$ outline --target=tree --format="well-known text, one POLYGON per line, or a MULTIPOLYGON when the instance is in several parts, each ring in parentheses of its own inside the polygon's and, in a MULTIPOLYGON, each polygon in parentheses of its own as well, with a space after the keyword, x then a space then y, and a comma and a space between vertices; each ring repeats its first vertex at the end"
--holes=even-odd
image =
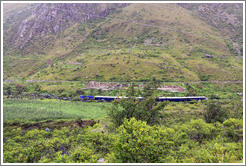
POLYGON ((169 162, 173 159, 174 130, 149 126, 135 118, 125 119, 115 144, 117 162, 154 163, 169 162))
POLYGON ((154 91, 157 85, 154 82, 148 83, 143 91, 137 92, 134 84, 127 90, 127 97, 116 100, 109 109, 108 115, 116 126, 123 124, 124 118, 130 119, 135 117, 137 120, 146 121, 147 124, 159 123, 162 117, 161 110, 167 102, 158 103, 154 97, 154 91), (141 95, 143 99, 136 96, 141 95))

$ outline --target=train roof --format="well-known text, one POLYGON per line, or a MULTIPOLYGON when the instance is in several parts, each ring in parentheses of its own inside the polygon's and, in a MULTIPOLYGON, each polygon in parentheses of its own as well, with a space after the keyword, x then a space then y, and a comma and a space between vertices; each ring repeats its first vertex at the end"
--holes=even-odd
POLYGON ((206 98, 206 96, 187 96, 187 97, 158 97, 160 99, 191 99, 191 98, 206 98))

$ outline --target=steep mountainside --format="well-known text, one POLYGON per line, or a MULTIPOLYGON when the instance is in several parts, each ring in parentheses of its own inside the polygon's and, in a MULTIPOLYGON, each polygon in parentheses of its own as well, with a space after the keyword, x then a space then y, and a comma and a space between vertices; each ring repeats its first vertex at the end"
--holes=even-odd
POLYGON ((243 55, 243 5, 239 3, 229 4, 179 4, 192 11, 200 19, 220 30, 221 35, 229 38, 231 53, 243 55))
MULTIPOLYGON (((27 6, 11 11, 4 6, 4 79, 242 80, 242 58, 234 54, 242 48, 240 39, 232 42, 233 33, 225 36, 221 26, 194 15, 199 12, 195 7, 27 6)), ((233 15, 237 10, 241 8, 233 15)), ((238 21, 235 27, 240 29, 240 17, 238 21)))

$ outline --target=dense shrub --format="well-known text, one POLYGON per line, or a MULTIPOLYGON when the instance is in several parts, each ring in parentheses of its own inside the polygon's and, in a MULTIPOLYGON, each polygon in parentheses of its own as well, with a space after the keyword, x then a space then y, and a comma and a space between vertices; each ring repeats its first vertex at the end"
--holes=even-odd
POLYGON ((219 102, 208 102, 207 107, 204 111, 204 119, 208 123, 213 122, 224 122, 228 118, 227 110, 221 107, 221 103, 219 102))
POLYGON ((223 123, 224 134, 231 141, 242 141, 243 140, 243 121, 239 119, 230 118, 223 123))
POLYGON ((135 118, 125 120, 119 127, 115 146, 118 162, 168 162, 172 160, 173 134, 170 128, 148 126, 135 118))
POLYGON ((189 163, 239 163, 243 159, 242 143, 212 141, 186 151, 180 162, 189 163))
POLYGON ((212 124, 205 123, 202 119, 191 120, 178 127, 176 142, 181 145, 189 140, 196 142, 203 142, 213 138, 216 134, 216 128, 212 124))

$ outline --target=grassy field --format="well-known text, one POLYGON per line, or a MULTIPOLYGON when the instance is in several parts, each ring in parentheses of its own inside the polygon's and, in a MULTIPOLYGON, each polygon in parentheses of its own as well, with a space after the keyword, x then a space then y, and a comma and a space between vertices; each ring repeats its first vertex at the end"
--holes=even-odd
POLYGON ((4 120, 39 121, 47 119, 100 119, 110 103, 85 103, 57 100, 4 99, 4 120))

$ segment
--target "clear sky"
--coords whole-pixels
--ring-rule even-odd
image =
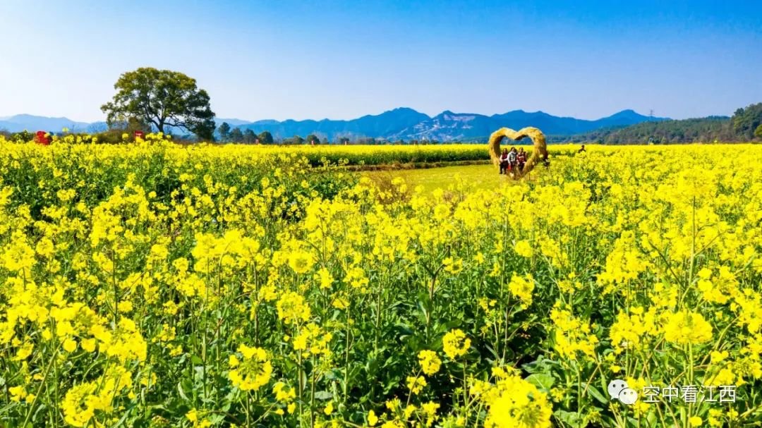
[[[762,2],[0,0],[0,117],[102,120],[119,75],[180,71],[218,117],[396,107],[594,119],[762,101]]]

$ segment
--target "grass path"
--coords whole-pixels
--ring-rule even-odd
[[[498,169],[492,165],[463,165],[440,167],[426,169],[369,171],[362,173],[377,180],[391,180],[395,177],[402,177],[410,188],[421,186],[426,192],[447,187],[456,182],[457,177],[473,186],[475,189],[485,189],[497,185],[511,183],[504,175],[498,174]]]

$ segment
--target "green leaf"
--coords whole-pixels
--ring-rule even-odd
[[[587,384],[585,382],[582,382],[582,388],[587,388],[588,394],[590,394],[590,395],[593,398],[595,398],[596,400],[600,401],[601,404],[607,405],[609,404],[609,401],[607,400],[605,397],[604,397],[604,394],[601,394],[600,391],[598,391],[597,388],[595,388],[594,386]]]
[[[535,373],[527,377],[526,381],[536,386],[538,388],[547,392],[555,383],[553,376],[547,373]]]
[[[325,401],[333,398],[333,394],[331,394],[328,391],[318,391],[315,393],[315,398]]]
[[[559,420],[570,426],[580,426],[582,425],[582,417],[577,412],[568,412],[558,410],[553,412],[553,416]]]

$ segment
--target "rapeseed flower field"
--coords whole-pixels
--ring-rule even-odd
[[[759,145],[424,193],[310,165],[441,147],[69,139],[0,137],[4,426],[762,423]]]

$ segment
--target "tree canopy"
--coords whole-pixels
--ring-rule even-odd
[[[114,85],[117,94],[101,110],[109,126],[137,118],[161,133],[177,127],[213,139],[214,112],[209,94],[183,73],[145,67],[127,72]]]

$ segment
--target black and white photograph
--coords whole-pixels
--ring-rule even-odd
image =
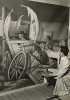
========
=== Description of the task ===
Update all the items above so that every "even-odd" becomes "nonzero", keeping everything else the same, and leave the pictures out of your answer.

=== Correct response ===
$ outline --target=tree --format="well-known text, one POLYGON per line, or a MULTIPOLYGON when the instance is in several parts, each ring in parentheses of its own inside the polygon's and, in a MULTIPOLYGON, each polygon in parentheses of its own as well, with a space after the keyword, x then a space then y, and a comma and a space between vertices; each ring repeats its first vertex at the end"
--holes=nonzero
image =
POLYGON ((169 162, 173 159, 174 130, 149 126, 135 118, 125 119, 115 144, 117 162, 154 163, 169 162))
POLYGON ((154 91, 157 85, 154 82, 148 83, 143 91, 137 92, 134 84, 127 90, 127 97, 116 100, 109 109, 108 115, 116 126, 123 124, 124 118, 130 119, 135 117, 137 120, 146 121, 147 124, 159 123, 162 117, 161 110, 167 102, 158 103, 154 97, 154 91), (141 95, 143 99, 136 96, 141 95))

$ outline --target=train roof --format="well-known text, one POLYGON per line, or a MULTIPOLYGON when the instance is in several parts, each ring in parentheses of its own inside the polygon's and, in a MULTIPOLYGON, each polygon in parentheses of its own as well, with a space after the keyword, x then a space then y, and a comma and a space between vertices; each ring repeats its first vertex at the end"
--holes=nonzero
POLYGON ((206 98, 206 96, 187 96, 187 97, 158 97, 160 99, 191 99, 191 98, 206 98))

$ outline --target=steep mountainside --format="well-known text, one POLYGON per line, or a MULTIPOLYGON when the instance is in several parts, each ring in parentheses of its own inside the polygon's and, in a MULTIPOLYGON, each polygon in parentheses of its own as well, with a space after the keyword, x then a space then y, and a comma and a space between vertices; each ring repeats its first vertex at the end"
--holes=nonzero
POLYGON ((243 55, 243 5, 239 3, 229 4, 179 4, 192 11, 200 19, 220 30, 221 35, 229 38, 231 53, 243 55))
MULTIPOLYGON (((27 6, 11 11, 4 6, 4 79, 242 80, 242 58, 234 54, 242 48, 240 39, 232 42, 233 33, 225 36, 221 26, 194 15, 199 12, 195 7, 27 6)), ((233 15, 237 10, 241 8, 233 15)), ((238 21, 235 27, 240 29, 240 17, 238 21)))

$ outline --target=dense shrub --format="well-known text, one POLYGON per line, or a MULTIPOLYGON when the instance is in several parts, each ring in parentheses of its own inside the polygon's and, in a MULTIPOLYGON, each polygon in parentheses of its own as well, with a space after the keyword, x then a space then y, and a comma and a space between vertices; each ring repeats its first vertex at the end"
--holes=nonzero
POLYGON ((219 102, 208 102, 207 107, 204 111, 204 119, 208 123, 213 122, 224 122, 228 118, 227 110, 221 107, 221 103, 219 102))
POLYGON ((223 123, 224 134, 231 141, 242 141, 243 140, 243 121, 239 119, 230 118, 223 123))
POLYGON ((135 118, 125 120, 119 127, 115 146, 118 162, 168 162, 172 160, 173 134, 170 128, 148 126, 135 118))
POLYGON ((189 163, 239 163, 243 159, 242 143, 212 141, 186 151, 180 162, 189 163))
POLYGON ((212 124, 205 123, 202 119, 191 120, 178 127, 176 142, 181 145, 189 140, 196 142, 203 142, 213 138, 216 134, 216 128, 212 124))

$ outline --target=grassy field --format="well-known text, one POLYGON per line, or a MULTIPOLYGON when the instance is in several parts, each ring in parentheses of its own inside the polygon's and, in a MULTIPOLYGON, each polygon in parentheses of its own as well, with a space after the keyword, x then a space then y, and a comma and a space between vertices; each ring repeats its first vertex at the end"
--holes=nonzero
POLYGON ((4 120, 39 121, 47 119, 100 119, 110 103, 85 103, 57 100, 4 99, 4 120))

$ segment
--target "clear sky"
--coords whole-pixels
--ring-rule nonzero
image =
[[[762,2],[0,0],[0,117],[102,120],[119,75],[180,71],[218,117],[396,107],[594,119],[762,101]]]

$ segment
--target "grass path"
--coords whole-pixels
--ring-rule nonzero
[[[498,169],[492,165],[463,165],[440,167],[426,169],[369,171],[362,173],[377,180],[391,180],[395,177],[402,177],[410,188],[421,186],[426,192],[447,187],[456,182],[457,177],[473,186],[475,189],[485,189],[497,185],[511,183],[504,175],[498,174]]]

$ segment
--target "green leaf"
--coords whole-pixels
--ring-rule nonzero
[[[587,384],[585,382],[582,382],[582,388],[587,388],[588,394],[590,394],[590,395],[593,398],[595,398],[596,400],[600,401],[601,404],[607,405],[609,404],[609,401],[607,400],[605,397],[604,397],[604,394],[601,394],[600,391],[598,391],[597,388],[595,388],[594,386]]]
[[[535,373],[527,377],[526,381],[536,386],[538,388],[547,392],[555,383],[553,376],[547,373]]]
[[[325,401],[333,398],[333,394],[331,394],[328,391],[318,391],[315,393],[315,398]]]
[[[559,420],[570,426],[580,426],[582,425],[582,417],[577,412],[568,412],[558,410],[553,412],[553,416]]]

$ segment
--target "rapeseed flower field"
--coords whole-pixels
--ring-rule nonzero
[[[759,145],[424,193],[310,165],[441,147],[69,139],[0,137],[4,426],[762,423]]]

$ segment
--target "tree canopy"
--coords whole-pixels
--ring-rule nonzero
[[[114,85],[117,94],[101,110],[109,126],[137,118],[161,133],[177,127],[213,139],[214,112],[209,94],[183,73],[145,67],[127,72]]]

$ segment
--target black and white photograph
--coords whole-pixels
--ring-rule nonzero
image =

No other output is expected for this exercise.